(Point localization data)

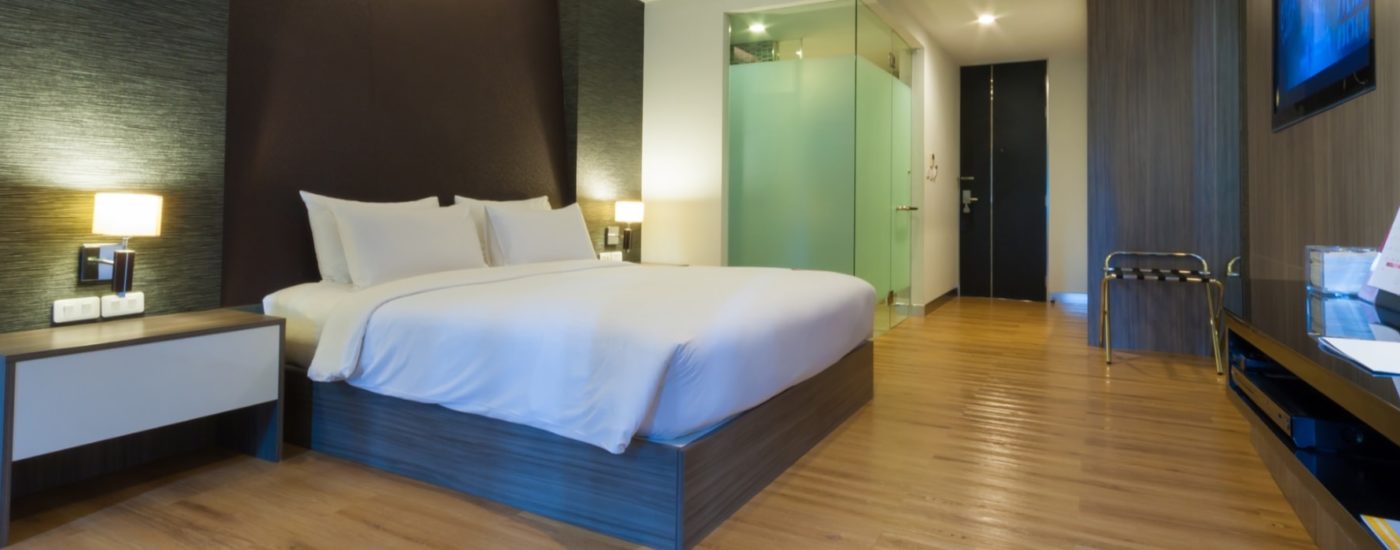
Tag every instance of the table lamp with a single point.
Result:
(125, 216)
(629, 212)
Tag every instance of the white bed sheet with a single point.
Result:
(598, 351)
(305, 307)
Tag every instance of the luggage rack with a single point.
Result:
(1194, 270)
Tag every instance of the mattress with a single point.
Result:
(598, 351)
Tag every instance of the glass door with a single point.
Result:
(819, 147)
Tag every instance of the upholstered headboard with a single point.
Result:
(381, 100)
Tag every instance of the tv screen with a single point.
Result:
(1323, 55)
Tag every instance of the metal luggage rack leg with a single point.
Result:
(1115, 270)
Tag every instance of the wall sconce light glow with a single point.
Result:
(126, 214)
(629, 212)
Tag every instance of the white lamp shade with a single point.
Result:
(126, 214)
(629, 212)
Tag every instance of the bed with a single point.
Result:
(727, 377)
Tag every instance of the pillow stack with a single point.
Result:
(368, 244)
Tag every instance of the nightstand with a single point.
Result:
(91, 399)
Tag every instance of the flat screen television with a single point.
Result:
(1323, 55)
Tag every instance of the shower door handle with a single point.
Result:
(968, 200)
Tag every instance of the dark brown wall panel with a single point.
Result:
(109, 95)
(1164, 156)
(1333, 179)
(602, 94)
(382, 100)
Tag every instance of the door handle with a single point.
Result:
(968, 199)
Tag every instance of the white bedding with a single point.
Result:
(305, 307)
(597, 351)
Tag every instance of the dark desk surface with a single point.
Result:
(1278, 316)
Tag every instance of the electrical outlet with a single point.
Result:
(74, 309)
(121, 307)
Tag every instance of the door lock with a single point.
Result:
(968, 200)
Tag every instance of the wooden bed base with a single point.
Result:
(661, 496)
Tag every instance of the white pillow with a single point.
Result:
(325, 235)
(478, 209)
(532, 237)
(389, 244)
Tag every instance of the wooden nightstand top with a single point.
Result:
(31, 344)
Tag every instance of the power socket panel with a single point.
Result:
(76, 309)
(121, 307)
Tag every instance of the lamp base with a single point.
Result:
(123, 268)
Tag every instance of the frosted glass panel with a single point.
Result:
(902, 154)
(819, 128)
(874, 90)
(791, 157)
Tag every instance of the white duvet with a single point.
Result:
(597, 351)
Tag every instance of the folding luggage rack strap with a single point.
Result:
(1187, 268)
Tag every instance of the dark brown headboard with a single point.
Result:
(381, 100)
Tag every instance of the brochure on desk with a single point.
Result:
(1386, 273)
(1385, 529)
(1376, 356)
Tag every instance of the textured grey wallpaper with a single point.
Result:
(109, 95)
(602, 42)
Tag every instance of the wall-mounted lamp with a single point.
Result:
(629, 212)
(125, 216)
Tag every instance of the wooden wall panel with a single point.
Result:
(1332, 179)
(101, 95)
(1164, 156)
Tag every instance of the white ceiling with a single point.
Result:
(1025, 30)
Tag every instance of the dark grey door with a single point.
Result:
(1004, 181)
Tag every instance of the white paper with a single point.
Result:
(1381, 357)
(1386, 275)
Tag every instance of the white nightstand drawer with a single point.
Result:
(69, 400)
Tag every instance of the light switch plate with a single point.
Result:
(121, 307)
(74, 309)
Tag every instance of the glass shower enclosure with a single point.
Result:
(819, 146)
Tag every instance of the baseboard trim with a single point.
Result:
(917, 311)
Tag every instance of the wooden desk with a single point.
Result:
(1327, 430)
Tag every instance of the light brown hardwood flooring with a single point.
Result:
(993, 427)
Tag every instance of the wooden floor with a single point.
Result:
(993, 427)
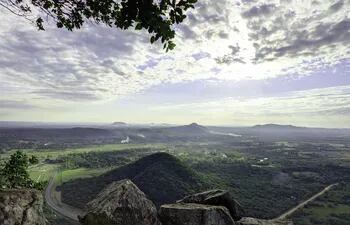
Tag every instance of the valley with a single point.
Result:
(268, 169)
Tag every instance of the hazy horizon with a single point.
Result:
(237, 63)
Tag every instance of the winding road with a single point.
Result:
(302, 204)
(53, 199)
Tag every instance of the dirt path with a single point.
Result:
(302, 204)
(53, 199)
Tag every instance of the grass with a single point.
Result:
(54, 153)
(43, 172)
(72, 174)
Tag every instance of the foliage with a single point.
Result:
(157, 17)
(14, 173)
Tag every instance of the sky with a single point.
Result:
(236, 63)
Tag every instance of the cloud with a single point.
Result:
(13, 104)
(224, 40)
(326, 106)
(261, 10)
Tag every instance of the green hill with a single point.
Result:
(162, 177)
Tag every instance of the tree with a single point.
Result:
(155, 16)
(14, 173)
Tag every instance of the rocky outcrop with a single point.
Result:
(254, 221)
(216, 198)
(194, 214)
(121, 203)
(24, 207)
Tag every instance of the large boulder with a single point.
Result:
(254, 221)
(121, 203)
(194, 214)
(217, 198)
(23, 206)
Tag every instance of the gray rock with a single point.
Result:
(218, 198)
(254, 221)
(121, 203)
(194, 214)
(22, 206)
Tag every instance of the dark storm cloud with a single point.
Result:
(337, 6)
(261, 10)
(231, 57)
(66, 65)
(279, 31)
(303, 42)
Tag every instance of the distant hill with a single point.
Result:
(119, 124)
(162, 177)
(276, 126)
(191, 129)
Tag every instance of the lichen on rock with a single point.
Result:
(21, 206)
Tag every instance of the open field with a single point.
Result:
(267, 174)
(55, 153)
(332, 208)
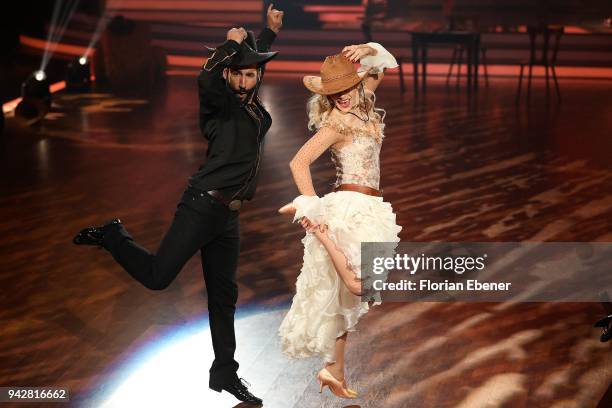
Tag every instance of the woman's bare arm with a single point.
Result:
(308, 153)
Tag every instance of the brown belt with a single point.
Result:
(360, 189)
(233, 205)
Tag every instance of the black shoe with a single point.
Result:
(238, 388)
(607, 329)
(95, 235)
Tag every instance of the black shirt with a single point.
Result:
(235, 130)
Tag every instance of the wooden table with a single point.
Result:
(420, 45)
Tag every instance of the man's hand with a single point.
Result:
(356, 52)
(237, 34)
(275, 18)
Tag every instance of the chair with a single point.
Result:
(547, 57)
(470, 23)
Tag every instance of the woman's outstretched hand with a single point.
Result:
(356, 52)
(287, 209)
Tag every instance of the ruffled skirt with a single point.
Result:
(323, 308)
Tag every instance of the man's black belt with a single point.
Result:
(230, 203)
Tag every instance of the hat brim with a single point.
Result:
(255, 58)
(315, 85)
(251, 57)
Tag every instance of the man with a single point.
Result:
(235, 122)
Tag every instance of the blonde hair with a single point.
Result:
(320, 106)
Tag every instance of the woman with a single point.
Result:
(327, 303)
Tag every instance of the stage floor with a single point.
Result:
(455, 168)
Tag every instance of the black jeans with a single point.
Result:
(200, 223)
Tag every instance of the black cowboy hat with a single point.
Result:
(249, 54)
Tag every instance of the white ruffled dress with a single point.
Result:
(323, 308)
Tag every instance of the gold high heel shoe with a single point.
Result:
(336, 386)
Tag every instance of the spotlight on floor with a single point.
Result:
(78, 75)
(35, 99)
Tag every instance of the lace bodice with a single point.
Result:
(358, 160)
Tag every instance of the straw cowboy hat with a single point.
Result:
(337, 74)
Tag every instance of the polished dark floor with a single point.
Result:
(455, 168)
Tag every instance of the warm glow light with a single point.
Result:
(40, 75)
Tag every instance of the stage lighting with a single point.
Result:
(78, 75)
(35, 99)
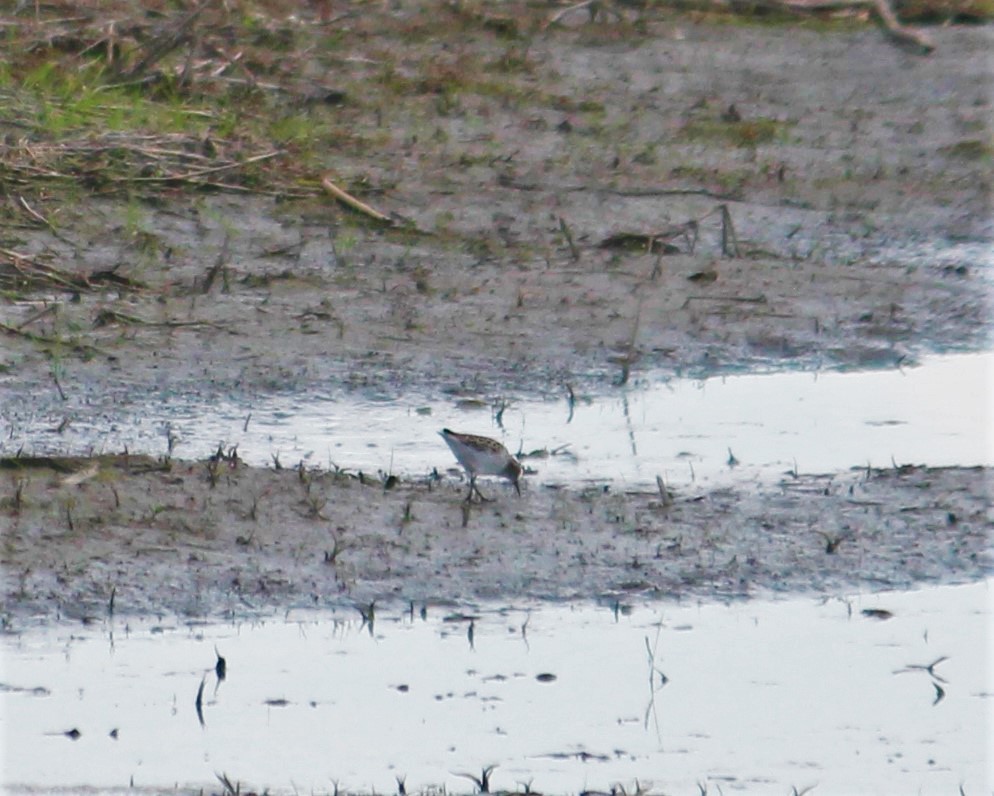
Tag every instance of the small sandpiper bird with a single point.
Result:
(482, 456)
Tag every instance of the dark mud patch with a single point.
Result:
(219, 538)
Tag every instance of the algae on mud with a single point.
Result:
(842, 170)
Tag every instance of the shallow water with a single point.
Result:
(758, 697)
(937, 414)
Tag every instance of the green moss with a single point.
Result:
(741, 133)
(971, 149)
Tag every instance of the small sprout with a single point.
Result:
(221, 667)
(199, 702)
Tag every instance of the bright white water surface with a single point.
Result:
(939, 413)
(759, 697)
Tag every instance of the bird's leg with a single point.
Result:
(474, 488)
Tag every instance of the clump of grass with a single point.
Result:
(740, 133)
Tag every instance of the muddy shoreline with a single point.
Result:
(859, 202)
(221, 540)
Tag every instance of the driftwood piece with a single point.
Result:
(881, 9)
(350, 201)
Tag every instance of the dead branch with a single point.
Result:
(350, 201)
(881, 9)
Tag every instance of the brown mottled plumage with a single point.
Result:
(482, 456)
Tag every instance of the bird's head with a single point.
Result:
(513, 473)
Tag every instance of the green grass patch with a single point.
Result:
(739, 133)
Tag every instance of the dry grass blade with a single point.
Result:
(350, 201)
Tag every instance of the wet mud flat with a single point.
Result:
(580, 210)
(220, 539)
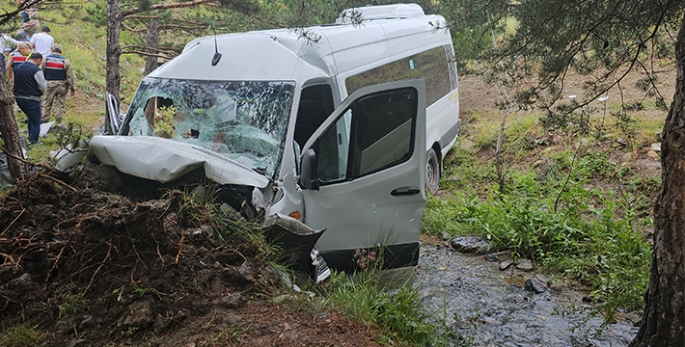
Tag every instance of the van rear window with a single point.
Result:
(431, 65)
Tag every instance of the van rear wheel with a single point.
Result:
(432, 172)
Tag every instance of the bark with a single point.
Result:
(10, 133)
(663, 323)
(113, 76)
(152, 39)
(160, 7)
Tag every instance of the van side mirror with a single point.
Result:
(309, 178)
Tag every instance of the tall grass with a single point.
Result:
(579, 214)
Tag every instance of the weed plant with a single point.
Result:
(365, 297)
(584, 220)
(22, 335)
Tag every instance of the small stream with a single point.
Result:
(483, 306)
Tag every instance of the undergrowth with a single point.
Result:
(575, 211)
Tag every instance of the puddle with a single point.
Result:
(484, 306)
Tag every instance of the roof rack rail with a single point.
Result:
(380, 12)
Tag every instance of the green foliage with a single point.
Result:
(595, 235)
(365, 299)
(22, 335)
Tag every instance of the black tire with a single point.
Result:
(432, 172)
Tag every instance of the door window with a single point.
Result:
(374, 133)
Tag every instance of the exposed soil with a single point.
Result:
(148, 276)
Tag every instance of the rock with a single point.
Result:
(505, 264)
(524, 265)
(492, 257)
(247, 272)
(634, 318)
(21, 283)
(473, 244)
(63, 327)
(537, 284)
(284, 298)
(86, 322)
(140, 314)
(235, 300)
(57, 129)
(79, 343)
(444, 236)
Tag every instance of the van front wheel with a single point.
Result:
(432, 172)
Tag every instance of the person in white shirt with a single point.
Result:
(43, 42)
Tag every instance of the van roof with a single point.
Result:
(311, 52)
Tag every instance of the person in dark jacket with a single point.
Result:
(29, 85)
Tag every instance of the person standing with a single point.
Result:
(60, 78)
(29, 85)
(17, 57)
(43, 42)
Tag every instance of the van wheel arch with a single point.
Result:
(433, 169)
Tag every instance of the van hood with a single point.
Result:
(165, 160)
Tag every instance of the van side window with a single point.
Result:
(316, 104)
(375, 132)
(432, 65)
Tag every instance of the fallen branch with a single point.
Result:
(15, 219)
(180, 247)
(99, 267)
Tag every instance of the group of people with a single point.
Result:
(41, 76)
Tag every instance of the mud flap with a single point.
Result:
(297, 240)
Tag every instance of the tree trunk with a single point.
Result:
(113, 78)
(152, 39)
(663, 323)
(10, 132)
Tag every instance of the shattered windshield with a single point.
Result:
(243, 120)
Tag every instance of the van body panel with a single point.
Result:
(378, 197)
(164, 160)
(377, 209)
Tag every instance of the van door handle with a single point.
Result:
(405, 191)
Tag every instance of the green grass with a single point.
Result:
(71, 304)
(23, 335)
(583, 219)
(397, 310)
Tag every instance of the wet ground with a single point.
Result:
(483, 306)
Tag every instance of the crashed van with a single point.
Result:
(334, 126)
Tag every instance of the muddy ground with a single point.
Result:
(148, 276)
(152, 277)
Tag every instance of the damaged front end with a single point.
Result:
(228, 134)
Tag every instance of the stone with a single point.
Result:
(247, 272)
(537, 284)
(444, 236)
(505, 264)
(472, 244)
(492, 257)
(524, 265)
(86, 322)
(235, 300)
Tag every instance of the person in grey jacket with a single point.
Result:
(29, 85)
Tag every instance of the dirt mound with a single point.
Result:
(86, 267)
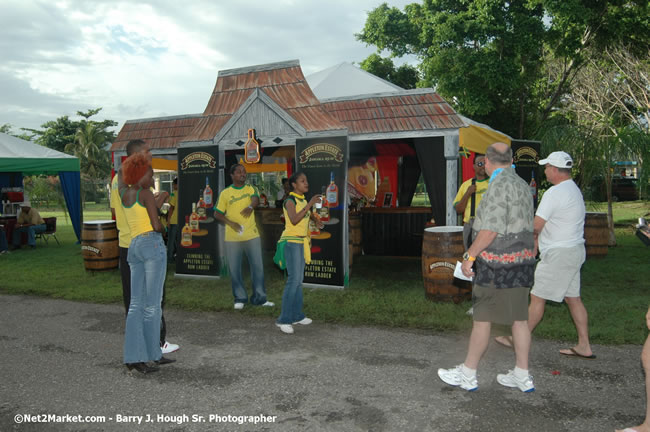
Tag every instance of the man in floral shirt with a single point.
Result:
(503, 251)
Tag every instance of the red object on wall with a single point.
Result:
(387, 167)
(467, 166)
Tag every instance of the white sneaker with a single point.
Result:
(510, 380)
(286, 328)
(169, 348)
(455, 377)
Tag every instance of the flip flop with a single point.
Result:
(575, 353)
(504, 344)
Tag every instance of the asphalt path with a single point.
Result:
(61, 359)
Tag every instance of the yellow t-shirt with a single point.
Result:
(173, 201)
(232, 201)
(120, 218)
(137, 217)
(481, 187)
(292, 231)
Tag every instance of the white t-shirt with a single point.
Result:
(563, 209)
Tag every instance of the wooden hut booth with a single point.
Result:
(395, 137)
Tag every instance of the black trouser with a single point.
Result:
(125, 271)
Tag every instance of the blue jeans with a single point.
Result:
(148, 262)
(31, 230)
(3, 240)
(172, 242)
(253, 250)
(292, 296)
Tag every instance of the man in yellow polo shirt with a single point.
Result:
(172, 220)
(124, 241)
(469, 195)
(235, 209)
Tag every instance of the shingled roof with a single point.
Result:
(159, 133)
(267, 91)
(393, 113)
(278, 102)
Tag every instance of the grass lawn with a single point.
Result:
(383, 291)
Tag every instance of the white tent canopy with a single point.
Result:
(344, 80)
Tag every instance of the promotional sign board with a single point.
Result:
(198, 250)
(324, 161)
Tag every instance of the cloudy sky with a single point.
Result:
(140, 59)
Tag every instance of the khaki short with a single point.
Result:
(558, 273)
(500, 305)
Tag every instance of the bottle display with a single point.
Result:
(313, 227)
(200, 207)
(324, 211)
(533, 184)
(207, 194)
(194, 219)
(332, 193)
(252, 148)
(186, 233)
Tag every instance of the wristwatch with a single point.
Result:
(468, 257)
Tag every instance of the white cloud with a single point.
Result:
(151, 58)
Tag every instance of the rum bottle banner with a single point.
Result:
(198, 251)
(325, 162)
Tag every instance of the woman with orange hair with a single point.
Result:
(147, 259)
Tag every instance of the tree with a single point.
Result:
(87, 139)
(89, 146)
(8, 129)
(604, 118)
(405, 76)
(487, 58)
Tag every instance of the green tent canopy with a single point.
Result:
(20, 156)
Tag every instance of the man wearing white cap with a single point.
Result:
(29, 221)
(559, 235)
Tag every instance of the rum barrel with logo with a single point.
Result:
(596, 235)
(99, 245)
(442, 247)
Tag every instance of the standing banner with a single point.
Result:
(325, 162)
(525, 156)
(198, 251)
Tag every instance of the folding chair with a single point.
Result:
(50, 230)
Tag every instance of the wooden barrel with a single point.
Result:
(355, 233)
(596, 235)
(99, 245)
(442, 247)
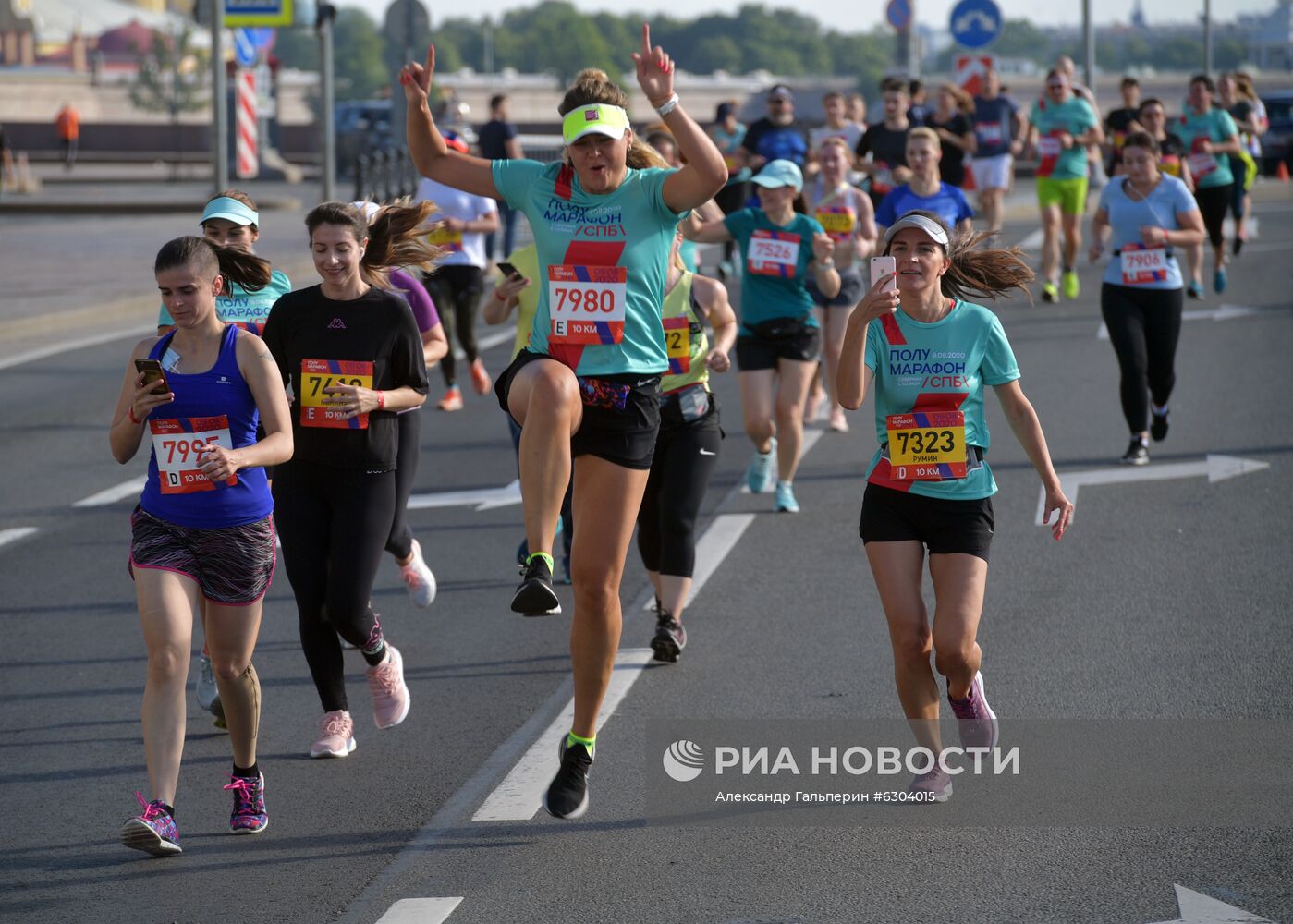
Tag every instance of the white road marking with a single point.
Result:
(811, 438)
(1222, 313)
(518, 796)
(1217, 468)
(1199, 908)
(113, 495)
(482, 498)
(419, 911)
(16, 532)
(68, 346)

--- WORK INSTRUCTIONS ---
Print exactly the lines above that run from the one with "Tag every instance of the folding luggage" to the one with "Tag every instance of the winding", both included. No pictures.

--- TASK ANSWER ---
Tag every instance of the folding luggage rack strap with a single point.
Result:
(1187, 268)
Tag every instance of the dark brown headboard with a single point.
Result:
(381, 100)
Tag every instance of the brochure on desk with a single point.
Result:
(1386, 273)
(1385, 529)
(1376, 356)
Tag every instance of the textured grey wallpaper with a single point.
Result:
(109, 95)
(602, 42)
Tag every instance of the wall-mounted lamp with a single point.
Result:
(629, 212)
(125, 216)
Tag every instance of the wooden wall panel with a single point.
Result:
(1332, 179)
(101, 95)
(1164, 156)
Tag every instance of the white ceiling with a single point.
Result:
(1025, 30)
Tag every instance of the dark grey door with a single point.
Result:
(1004, 181)
Tag every instance of the white paper with a single point.
Result:
(1381, 357)
(1386, 275)
Tag every instance of the white nightstand drawer with a single point.
Result:
(69, 400)
Tag every instance of the light switch plate with a single point.
Result:
(121, 307)
(74, 309)
Tag every instance of the glass shower enclosure with a single point.
Result:
(819, 146)
Tag every instance of the baseboard trim with a single point.
Result:
(917, 311)
Tag every instance of the wooden desk with a single point.
Result:
(1327, 430)
Tag every instance of the light brown hardwood flooring with a single point.
Result:
(993, 427)
Tag every instance of the wooden floor with a single point.
Result:
(993, 427)
Tag every instance of the valley with a single point.
Result:
(268, 169)
Tag every instance of the hazy horizon with a single point.
Result:
(237, 63)
Tag every instance of the winding road with a single point.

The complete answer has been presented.